## Document extract
• • • •

Source: Proceedings of the Royal Society B
The Top Diet Takes the Dental Chair
At King’s College London, investigators turned their microscopes and menus on 195 adults to see how diet intersects with gum disease. After full-mouth exams, blood draws, and detailed diet surveys, the results pointed clearly toward the Mediterranean table. People who adhered closely to a Mediterranean-style diet—rich in fruits, veggies, legumes, whole grains, and olive oil—had markedly less severe periodontitis (odds ratio, 0.35). In contrast, frequent red-meat eaters were more likely to show advanced gum disease (odds ratio, 2.75). Gum trouble also correlated with higher interleukin-6 levels, while plant-based foods appeared to calm inflammatory markers, including hs-CRP, IL-6, IL-10, and IL-17. Patients with high Mediterranean adherence showed shallower gum pockets and less attachment loss—happier gums overall. Of course, this was a cross-sectional snapshot with a modest sample and survey-based diet data, so causation is still unproven. Still, for healthier mouths, the message is tasty: more olives, fewer chops.

• • • •

## Supplied entries
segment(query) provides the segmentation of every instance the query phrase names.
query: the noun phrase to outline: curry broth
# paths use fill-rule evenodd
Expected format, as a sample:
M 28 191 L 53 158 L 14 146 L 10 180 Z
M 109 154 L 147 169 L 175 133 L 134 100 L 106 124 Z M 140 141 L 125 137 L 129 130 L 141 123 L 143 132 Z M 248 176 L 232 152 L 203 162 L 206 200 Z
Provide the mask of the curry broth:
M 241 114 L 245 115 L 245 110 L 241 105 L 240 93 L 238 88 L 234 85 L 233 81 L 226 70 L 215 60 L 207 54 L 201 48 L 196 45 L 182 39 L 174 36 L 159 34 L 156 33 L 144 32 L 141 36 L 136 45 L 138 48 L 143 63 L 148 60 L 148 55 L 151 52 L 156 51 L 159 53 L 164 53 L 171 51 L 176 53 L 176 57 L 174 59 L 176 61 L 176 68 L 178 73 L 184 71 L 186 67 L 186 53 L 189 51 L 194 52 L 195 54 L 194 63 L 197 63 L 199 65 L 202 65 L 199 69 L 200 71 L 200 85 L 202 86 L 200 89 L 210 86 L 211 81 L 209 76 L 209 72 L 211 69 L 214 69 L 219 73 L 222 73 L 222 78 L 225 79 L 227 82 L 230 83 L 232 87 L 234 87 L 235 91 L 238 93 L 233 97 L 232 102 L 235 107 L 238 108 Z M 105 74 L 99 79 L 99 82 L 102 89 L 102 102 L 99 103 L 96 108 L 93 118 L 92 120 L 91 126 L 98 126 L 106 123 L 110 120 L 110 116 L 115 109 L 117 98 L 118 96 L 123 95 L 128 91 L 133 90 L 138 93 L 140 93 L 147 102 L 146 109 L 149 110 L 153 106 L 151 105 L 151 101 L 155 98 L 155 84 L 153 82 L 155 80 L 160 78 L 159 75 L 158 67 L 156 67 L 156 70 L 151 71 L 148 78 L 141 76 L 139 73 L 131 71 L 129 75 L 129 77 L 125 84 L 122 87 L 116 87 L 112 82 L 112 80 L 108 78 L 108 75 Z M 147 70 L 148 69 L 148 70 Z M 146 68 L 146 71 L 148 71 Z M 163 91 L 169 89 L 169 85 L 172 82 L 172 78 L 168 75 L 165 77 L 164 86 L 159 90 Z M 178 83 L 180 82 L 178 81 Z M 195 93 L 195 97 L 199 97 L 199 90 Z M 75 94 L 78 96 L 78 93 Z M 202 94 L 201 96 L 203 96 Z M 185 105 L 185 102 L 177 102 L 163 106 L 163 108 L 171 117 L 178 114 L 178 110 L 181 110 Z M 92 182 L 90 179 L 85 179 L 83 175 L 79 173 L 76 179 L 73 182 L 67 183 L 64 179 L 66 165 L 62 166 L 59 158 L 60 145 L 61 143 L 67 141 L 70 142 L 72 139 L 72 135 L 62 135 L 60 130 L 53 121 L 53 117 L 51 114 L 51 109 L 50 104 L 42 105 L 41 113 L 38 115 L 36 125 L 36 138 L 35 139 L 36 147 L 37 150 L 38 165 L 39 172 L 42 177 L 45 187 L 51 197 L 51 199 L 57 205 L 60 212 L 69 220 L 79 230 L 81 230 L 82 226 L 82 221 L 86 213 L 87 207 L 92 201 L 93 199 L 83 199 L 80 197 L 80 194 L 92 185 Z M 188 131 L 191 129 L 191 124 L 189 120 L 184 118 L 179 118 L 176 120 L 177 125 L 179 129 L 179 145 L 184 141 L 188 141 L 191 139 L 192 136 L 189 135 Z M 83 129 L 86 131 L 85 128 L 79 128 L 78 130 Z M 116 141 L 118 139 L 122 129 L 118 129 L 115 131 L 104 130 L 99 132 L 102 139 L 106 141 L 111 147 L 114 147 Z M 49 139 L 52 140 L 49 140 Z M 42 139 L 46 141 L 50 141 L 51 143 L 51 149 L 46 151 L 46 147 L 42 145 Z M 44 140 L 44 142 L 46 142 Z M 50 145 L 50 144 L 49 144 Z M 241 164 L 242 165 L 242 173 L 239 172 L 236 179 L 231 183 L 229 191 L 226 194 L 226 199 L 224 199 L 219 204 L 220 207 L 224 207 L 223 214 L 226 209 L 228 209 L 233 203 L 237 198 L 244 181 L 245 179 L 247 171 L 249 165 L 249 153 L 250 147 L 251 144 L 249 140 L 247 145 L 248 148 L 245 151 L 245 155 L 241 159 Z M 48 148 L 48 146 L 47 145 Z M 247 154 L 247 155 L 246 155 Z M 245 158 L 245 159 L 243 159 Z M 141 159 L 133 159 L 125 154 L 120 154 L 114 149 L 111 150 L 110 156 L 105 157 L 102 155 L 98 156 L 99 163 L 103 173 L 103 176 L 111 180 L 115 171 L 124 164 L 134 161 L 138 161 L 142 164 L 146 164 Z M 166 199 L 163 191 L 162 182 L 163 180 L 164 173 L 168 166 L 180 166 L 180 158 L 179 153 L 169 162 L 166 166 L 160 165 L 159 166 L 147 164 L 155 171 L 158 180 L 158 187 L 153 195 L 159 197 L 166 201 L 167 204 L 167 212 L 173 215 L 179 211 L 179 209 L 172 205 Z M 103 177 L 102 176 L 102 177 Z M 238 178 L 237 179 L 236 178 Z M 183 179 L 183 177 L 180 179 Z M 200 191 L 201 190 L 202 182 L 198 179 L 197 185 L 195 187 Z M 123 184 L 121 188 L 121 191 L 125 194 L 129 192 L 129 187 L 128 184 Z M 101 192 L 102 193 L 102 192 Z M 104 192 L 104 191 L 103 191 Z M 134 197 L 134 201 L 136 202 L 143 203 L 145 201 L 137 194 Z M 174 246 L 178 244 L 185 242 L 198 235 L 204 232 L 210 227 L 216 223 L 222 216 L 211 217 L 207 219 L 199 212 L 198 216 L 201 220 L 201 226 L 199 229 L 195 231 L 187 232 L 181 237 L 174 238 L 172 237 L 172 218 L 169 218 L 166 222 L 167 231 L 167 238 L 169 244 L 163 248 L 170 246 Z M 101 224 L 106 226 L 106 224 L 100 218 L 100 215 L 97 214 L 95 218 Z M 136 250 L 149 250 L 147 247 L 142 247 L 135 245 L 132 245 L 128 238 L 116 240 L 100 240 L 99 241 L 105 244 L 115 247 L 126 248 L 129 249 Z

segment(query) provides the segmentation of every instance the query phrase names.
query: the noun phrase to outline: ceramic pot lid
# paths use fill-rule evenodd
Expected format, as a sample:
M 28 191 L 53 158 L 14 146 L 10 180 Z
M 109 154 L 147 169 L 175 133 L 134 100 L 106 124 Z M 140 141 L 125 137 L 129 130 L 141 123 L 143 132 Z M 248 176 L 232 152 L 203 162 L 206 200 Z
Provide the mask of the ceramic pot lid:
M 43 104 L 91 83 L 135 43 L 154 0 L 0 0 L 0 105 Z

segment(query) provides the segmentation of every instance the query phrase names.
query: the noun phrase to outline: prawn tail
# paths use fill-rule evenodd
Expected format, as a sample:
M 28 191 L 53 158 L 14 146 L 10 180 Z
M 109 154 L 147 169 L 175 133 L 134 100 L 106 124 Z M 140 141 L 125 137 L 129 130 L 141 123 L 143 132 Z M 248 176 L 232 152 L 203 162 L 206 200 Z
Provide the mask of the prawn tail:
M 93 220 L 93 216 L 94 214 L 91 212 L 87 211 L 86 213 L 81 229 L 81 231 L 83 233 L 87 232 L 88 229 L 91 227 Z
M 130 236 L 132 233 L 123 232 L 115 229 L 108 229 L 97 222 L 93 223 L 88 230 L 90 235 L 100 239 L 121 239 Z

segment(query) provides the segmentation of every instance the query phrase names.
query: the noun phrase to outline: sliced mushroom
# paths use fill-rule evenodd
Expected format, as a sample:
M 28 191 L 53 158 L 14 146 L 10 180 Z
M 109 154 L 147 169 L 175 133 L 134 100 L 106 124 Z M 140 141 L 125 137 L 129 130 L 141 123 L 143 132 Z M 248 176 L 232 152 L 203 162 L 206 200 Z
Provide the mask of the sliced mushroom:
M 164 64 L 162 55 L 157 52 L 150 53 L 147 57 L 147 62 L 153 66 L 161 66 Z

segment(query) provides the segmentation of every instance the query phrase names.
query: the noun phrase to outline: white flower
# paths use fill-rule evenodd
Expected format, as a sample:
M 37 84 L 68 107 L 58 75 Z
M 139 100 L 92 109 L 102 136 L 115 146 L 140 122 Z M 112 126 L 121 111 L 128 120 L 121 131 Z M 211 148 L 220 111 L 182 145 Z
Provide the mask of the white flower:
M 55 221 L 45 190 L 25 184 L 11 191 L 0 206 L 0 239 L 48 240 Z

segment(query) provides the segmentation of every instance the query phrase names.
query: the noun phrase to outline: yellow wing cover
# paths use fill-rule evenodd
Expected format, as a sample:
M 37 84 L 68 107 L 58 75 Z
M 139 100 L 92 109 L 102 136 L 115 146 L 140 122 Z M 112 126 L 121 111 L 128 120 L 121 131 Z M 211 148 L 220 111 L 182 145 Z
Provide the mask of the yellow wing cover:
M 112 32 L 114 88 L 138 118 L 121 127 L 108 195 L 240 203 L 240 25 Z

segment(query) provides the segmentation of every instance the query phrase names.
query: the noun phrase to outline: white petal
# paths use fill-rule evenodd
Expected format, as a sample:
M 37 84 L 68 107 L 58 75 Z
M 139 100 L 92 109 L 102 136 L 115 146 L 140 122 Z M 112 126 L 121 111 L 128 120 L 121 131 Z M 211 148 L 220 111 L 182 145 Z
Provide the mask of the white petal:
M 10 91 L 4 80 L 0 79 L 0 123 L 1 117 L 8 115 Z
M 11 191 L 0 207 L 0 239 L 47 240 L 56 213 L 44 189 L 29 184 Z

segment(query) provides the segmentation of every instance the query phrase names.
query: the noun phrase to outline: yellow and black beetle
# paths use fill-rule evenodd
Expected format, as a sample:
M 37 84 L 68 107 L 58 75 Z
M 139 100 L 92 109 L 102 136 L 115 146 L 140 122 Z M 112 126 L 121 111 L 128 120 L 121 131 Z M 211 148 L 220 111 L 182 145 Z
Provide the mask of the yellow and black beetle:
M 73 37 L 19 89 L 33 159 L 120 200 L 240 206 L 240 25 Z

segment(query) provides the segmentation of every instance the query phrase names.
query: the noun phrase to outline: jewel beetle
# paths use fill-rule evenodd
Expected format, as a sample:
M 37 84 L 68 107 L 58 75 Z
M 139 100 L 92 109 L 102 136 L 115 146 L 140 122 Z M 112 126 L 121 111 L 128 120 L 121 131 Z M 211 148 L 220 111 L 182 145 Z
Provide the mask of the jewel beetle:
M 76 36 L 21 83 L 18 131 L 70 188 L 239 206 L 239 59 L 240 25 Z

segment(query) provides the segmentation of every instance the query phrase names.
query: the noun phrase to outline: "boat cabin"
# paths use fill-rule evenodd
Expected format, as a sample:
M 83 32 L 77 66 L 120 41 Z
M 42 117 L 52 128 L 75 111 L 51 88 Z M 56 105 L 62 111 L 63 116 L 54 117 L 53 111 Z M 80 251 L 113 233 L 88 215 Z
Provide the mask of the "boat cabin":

• • • •

## What to work on
A. Summarize the text on diet and gum disease in two sentences.
B. Extend the text on diet and gum disease, starting after its final sentence.

## Answers by item
A. A King's College London study of 195 adults found that people who closely followed a Mediterranean-style diet had markedly less severe periodontitis, with shallower gum pockets and less attachment loss, while frequent red-meat eaters were more likely to show advanced gum disease. Because the study was a cross-sectional snapshot with a modest sample and survey-based diet data, it does not prove causation.

B.
Source: Journal of Periodontology
Can a Teacup Tip Stroke Odds?
Put down the teacup—at least if you were hoping it was a stroke shield. In a massive two-sample Mendelian randomization using UK Biobank data, investigators tested whether tea drinking and stroke were genetically linked. Tea habits from nearly half a million participants and 462,933 stroke cases were analyzed, with 36 solid single-nucleotide polymorphisms serving as genetic stand-ins. The verdict? No brew-based protection here. The inverse variance weighting method showed an odds ratio of 0.997, with MR-Egger, weighted median, and mode-based analyses in lockstep. Checks for heterogeneity and pleiotropy came up clean, and leave-one-out sensitivity plots stayed steady—no sneaky bias lurking. Translation: whether green, black, or oolong, tea isn’t a genetic guardian against stroke. While sipping remains a cultural and antioxidant-rich delight, stroke prevention still relies on the heavy hitters—blood pressure control, diabetes management, smoking cessation, and heart-healthy lifestyle choices.
Source: Medicine
The intersection of medicine and the unexpected reminds us how wild, weird, and wonderful science can be. The world of health care continues to surprise and astonish.